• _ASSIGNMENT A_:
Using the article about the royal hospital visit below, list every item of clothing or accessory the Duchess of Cambridge wore.
• _ASSIGNMENT B_:
In the article about the royal hospital visit below, how old is the puppy Alfie?

• _PAGE EXTRACT_:
=====

The Duchess of Cambridge looked stunning in a camel wool and cashmere coat, teaming it with a tan Iris and Ink poloneck jumper with a matching skirt and suede boots. She accessorised her look with beautiful gold earrings.
Clitheroe resident, Catherine Taylor, chose a good day to have an appointment at the Chatburn Road hospital. She said: "Kate Middleton is beautiful - absolutely stunning. I love the Royal Family and I cannot believe she smiled at me. I certainly picked a good day to have an appointment at the hospital!"
During their two-hour visit, the couple were in fits of giggles when they met 10-week-old adorable puppy, Alfie. The apricot cockapoo will be trained as a therapy dog to support patients and colleagues at the hospital. He will join Jasper, a six-year-old cockapoo and award-winning therapy dog already supporting staff and patients across the Trust.
While cuddling up with Alfie, the mother-of-three could be heard exclaiming: 'You are so sweet! You match my coat!' Turning to Prince William, she added: "Our dog is going to be very upset."

=====

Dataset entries
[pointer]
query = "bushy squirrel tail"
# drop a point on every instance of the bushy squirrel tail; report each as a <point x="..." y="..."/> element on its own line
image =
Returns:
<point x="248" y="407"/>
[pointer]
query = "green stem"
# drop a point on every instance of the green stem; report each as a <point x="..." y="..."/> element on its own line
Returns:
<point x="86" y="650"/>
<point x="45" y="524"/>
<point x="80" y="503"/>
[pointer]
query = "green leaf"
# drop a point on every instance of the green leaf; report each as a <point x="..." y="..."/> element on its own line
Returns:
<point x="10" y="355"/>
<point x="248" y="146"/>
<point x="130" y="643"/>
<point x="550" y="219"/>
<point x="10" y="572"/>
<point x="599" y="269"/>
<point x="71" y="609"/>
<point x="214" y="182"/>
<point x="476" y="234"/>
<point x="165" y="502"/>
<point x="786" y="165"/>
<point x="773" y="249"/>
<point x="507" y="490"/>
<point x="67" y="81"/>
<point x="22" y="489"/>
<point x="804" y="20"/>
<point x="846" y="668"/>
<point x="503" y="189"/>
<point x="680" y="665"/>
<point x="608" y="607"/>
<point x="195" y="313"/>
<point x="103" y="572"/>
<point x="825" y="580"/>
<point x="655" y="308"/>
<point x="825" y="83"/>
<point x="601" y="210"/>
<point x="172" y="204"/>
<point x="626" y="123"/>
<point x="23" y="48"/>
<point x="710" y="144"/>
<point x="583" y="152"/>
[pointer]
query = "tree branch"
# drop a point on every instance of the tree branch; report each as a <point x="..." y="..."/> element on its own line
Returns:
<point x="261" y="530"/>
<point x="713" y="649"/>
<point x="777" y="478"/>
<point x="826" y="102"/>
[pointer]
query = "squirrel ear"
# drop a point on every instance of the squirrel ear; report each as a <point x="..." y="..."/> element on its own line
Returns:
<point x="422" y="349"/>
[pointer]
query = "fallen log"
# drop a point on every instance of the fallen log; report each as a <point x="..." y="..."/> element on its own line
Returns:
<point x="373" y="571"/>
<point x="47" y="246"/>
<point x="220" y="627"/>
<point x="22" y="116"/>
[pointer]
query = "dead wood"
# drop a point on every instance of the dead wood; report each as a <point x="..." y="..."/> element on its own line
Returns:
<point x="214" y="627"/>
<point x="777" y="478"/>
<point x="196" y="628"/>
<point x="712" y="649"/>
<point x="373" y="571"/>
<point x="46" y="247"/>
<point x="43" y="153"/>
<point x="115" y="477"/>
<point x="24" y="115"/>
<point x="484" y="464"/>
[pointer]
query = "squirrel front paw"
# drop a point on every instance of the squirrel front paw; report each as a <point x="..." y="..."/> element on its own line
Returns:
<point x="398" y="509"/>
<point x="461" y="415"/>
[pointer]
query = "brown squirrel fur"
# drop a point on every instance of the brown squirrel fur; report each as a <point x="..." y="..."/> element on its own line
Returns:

=====

• _WRITTEN RESPONSE A_:
- Camel wool and cashmere coat
- Tan Iris and Ink poloneck jumper
- Matching skirt
- Suede boots
- Gold earrings

• _WRITTEN RESPONSE B_:
10 weeks old